:: Information provided ::

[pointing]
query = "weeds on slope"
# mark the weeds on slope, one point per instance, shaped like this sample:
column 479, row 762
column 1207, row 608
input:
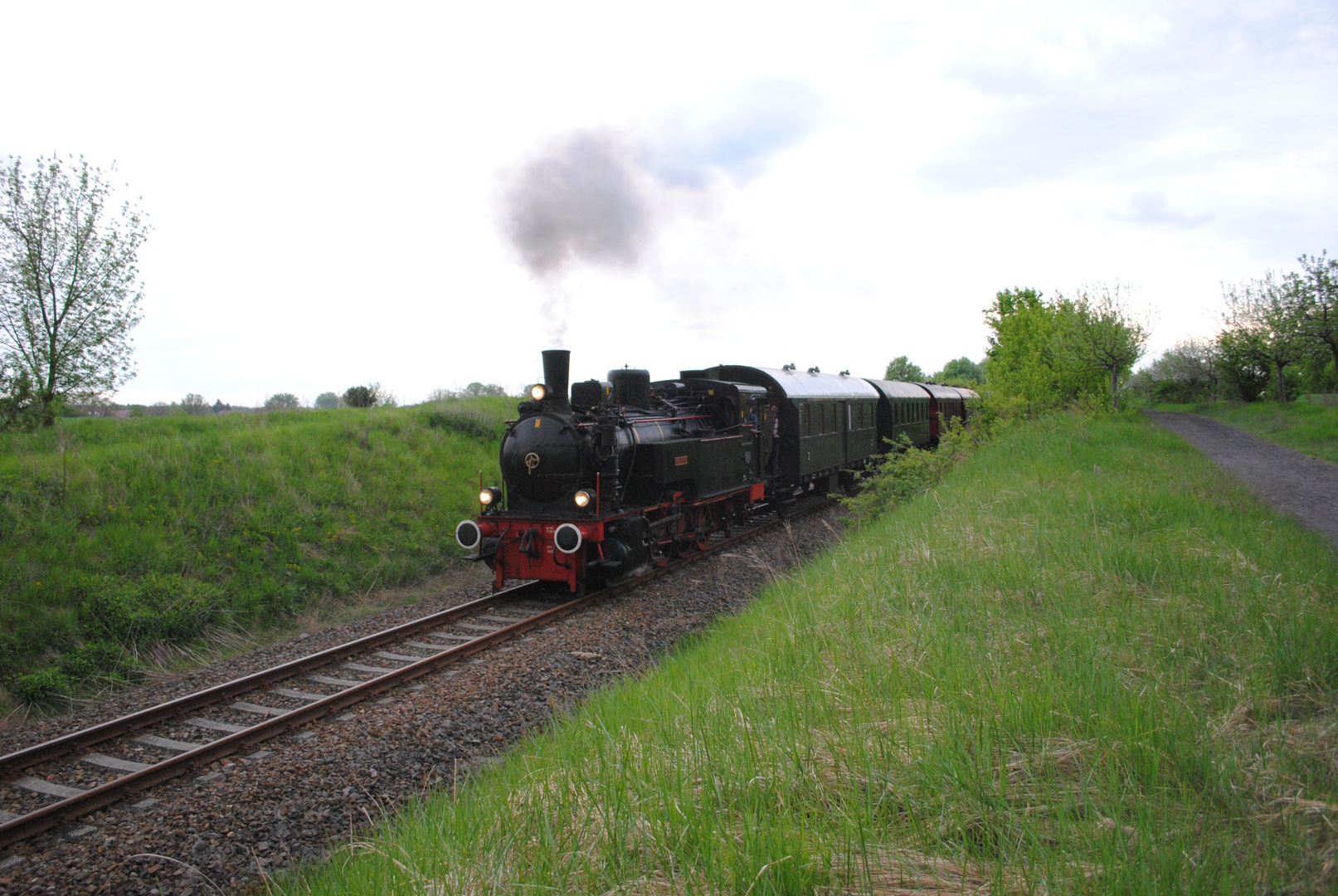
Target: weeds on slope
column 1084, row 662
column 118, row 535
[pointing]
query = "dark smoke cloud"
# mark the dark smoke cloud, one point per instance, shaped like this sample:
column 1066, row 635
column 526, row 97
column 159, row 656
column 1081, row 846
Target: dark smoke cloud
column 597, row 197
column 581, row 199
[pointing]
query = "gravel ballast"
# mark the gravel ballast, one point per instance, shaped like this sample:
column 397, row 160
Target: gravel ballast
column 294, row 797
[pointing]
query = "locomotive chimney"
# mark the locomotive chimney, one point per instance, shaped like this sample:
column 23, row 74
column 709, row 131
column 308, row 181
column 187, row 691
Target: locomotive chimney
column 557, row 365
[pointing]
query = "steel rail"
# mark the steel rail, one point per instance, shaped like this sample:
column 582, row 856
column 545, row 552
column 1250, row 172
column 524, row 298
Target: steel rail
column 67, row 744
column 70, row 808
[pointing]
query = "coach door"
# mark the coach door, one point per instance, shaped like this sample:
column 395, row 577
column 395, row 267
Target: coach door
column 760, row 413
column 843, row 427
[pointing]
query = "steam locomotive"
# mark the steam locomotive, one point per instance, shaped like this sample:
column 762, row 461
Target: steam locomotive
column 626, row 472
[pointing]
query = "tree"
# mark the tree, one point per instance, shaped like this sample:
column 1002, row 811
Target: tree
column 902, row 369
column 1262, row 323
column 1241, row 367
column 1099, row 330
column 1021, row 360
column 362, row 396
column 1318, row 312
column 283, row 402
column 69, row 280
column 19, row 404
column 1189, row 371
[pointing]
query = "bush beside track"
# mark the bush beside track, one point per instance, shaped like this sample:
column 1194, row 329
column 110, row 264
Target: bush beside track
column 118, row 535
column 1084, row 661
column 1305, row 426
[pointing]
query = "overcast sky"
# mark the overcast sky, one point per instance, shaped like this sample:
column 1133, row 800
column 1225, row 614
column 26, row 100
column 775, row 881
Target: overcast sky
column 427, row 196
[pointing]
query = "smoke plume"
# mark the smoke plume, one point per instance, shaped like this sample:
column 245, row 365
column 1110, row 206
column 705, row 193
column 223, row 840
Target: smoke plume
column 598, row 197
column 578, row 201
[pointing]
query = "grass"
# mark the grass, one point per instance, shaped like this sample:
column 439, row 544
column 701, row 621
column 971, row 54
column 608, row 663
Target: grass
column 1305, row 426
column 117, row 535
column 1084, row 662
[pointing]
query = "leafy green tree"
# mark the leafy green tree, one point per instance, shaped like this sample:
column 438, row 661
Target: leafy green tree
column 1242, row 368
column 21, row 407
column 1187, row 372
column 283, row 402
column 1021, row 362
column 1318, row 314
column 1099, row 330
column 902, row 369
column 69, row 280
column 1263, row 321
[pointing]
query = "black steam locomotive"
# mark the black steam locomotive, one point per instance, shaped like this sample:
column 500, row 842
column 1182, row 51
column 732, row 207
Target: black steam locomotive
column 628, row 472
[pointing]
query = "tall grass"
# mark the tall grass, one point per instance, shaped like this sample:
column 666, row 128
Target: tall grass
column 1084, row 662
column 1305, row 426
column 130, row 533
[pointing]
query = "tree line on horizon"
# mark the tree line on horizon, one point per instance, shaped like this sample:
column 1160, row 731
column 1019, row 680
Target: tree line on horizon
column 1278, row 338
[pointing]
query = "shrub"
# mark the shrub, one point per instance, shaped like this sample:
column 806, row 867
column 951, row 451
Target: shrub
column 907, row 471
column 41, row 688
column 462, row 423
column 96, row 660
column 159, row 607
column 283, row 402
column 362, row 396
column 194, row 404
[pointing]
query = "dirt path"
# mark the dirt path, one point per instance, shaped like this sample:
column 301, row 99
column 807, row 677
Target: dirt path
column 1298, row 485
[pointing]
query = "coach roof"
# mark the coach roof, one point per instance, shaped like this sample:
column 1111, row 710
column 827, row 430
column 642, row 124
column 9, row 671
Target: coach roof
column 898, row 389
column 795, row 384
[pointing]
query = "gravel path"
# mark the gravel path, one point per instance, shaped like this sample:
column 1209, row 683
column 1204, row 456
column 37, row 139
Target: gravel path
column 1298, row 485
column 289, row 800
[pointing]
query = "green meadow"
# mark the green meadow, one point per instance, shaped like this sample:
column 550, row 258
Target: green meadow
column 119, row 535
column 1085, row 661
column 1305, row 424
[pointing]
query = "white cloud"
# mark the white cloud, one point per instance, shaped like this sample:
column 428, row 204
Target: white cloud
column 831, row 187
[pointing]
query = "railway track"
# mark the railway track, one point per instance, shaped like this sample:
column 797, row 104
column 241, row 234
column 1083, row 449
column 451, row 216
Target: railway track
column 82, row 772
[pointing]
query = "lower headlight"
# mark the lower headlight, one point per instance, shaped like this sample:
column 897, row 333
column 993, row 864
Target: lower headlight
column 469, row 535
column 567, row 538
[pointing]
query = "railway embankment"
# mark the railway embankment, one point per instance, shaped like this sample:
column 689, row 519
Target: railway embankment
column 1087, row 661
column 137, row 544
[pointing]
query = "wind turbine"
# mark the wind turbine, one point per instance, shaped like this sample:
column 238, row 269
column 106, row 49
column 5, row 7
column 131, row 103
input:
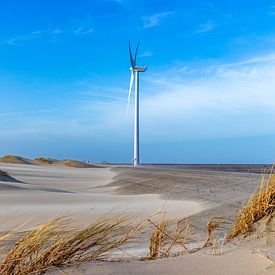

:::

**Work item:**
In the listing, find every line with the word "wind" and return it.

**Answer for the task:**
query = "wind turbine"
# mark the wind turbine, one point per instance, shaped like this sample:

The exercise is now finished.